### Exercise aim
Pull out every line of the following material that contains the string "below". Match uppercase and lowercase letters precisely.

-------

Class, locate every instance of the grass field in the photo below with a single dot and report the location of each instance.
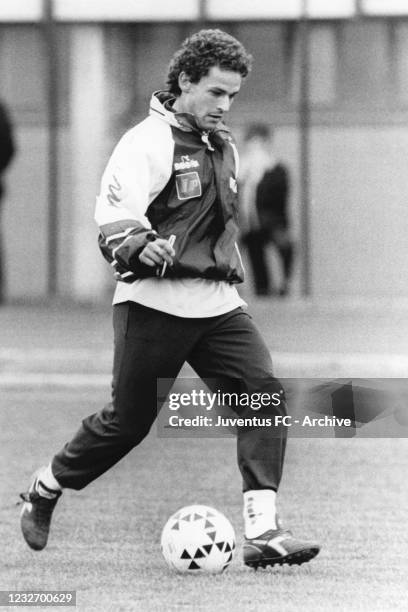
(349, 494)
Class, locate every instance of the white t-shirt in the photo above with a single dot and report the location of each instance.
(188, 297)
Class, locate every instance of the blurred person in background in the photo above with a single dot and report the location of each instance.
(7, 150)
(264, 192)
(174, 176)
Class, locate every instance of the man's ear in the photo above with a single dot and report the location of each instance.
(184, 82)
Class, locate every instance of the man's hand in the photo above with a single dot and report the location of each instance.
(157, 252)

-------

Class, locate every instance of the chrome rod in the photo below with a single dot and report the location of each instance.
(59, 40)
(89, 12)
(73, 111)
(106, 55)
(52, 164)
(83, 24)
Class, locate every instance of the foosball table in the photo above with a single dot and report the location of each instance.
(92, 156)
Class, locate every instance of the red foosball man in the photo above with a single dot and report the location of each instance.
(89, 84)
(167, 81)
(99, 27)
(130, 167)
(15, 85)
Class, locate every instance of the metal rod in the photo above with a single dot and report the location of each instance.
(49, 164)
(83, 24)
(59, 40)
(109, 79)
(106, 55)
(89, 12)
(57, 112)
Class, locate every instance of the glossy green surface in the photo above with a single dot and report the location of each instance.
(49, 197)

-------

### Written reply
Class, locate every instance of the grass field in the photo below with a single dot and report the location of each instance.
Class, locate every instance of the chrome rod in the photo below with a single dot and report the location of each instance.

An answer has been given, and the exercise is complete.